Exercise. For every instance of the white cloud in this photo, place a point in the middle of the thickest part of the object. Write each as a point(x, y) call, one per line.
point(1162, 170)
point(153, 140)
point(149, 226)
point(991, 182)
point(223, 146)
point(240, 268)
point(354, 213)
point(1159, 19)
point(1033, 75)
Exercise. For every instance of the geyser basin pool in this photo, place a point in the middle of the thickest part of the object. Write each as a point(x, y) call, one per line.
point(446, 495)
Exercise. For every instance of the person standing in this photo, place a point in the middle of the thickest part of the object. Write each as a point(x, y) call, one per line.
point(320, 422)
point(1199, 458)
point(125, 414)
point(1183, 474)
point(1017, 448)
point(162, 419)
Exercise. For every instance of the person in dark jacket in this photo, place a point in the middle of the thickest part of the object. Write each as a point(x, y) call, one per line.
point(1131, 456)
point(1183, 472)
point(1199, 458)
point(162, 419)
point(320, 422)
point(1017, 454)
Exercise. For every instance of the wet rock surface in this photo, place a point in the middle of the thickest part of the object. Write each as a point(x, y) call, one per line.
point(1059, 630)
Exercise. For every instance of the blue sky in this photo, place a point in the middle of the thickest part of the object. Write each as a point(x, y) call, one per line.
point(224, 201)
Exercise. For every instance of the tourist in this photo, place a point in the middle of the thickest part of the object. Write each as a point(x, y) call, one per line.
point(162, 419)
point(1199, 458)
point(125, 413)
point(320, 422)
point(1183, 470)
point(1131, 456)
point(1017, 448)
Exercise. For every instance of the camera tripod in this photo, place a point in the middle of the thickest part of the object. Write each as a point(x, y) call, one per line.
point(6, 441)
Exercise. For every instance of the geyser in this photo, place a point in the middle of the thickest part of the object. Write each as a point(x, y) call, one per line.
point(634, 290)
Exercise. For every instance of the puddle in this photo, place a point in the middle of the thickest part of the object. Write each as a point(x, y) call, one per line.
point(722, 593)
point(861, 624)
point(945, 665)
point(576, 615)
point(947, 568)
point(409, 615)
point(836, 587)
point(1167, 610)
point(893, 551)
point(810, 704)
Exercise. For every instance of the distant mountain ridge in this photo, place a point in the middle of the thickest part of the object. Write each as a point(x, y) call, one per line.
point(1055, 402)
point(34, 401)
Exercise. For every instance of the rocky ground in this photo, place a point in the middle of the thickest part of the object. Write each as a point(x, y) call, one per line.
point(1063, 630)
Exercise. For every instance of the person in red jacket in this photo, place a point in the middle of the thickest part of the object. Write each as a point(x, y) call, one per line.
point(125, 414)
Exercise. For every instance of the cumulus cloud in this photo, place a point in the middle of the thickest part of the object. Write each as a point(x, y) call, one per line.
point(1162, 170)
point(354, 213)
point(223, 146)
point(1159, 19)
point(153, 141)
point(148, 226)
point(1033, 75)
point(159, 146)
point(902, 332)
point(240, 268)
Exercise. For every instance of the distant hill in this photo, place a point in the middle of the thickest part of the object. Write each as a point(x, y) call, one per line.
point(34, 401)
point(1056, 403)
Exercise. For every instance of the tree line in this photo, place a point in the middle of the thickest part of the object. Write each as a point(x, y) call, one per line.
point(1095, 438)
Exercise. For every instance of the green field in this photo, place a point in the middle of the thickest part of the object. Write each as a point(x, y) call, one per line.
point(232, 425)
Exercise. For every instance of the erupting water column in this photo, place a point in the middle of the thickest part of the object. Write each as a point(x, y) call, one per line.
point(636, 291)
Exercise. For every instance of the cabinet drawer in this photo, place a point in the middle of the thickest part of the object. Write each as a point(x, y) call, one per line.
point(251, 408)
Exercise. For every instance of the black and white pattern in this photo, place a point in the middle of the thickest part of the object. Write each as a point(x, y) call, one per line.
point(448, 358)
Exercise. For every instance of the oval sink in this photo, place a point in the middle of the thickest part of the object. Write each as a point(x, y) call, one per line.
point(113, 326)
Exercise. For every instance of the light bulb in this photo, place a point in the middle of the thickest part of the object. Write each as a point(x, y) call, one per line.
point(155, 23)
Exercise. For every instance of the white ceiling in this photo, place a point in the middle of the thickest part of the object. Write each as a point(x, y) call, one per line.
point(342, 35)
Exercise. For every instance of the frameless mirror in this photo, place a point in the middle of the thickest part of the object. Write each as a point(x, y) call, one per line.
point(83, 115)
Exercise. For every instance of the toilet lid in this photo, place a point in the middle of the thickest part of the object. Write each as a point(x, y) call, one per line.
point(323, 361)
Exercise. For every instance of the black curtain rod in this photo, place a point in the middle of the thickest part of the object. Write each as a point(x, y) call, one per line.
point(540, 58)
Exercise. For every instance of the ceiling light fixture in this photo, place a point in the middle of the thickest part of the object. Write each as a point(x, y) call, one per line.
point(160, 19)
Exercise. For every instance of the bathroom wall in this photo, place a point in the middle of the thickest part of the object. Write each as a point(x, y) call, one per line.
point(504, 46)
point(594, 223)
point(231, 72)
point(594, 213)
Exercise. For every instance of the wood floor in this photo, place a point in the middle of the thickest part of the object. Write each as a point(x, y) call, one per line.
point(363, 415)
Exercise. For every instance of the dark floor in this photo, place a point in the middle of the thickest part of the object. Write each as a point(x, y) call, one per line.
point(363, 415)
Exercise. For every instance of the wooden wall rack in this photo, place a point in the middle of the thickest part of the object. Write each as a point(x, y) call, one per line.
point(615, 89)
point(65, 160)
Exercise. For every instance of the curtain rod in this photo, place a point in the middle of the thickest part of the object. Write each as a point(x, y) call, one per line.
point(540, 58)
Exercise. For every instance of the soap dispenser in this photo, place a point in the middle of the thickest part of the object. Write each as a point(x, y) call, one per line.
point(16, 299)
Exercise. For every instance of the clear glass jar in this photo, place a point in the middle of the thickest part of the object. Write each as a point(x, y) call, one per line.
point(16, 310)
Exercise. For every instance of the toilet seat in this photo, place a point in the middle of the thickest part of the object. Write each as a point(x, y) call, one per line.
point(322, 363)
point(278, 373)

__YOUR GOAL__
Please echo the lines of the listing above word for word, starting at the line that contains "Exercise. For every instance of the toilet lid" and ending at the line that contains "point(323, 361)", both included.

__RESPONSE__
Exercise. For every instance of the toilet lid in this photo, place a point in the middle of the thickest part of the object. Write each as a point(x, y) call, one per line.
point(323, 361)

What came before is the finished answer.